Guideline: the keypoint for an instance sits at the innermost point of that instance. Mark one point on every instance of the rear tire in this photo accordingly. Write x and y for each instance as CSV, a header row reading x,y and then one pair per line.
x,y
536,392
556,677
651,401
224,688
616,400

**YOUR GOAL**: Please reproduce the material in its entirety, exactly as it stands.

**TASK SOLUTION**:
Guideline: the keypoint for an instance sits at the innermost point of that instance. Mark one point on every instance of the rear tire in this photo accordingly. Write x and y for each instance as CSV, a header row reading x,y and then one pair per line.
x,y
536,392
556,677
651,401
224,688
616,400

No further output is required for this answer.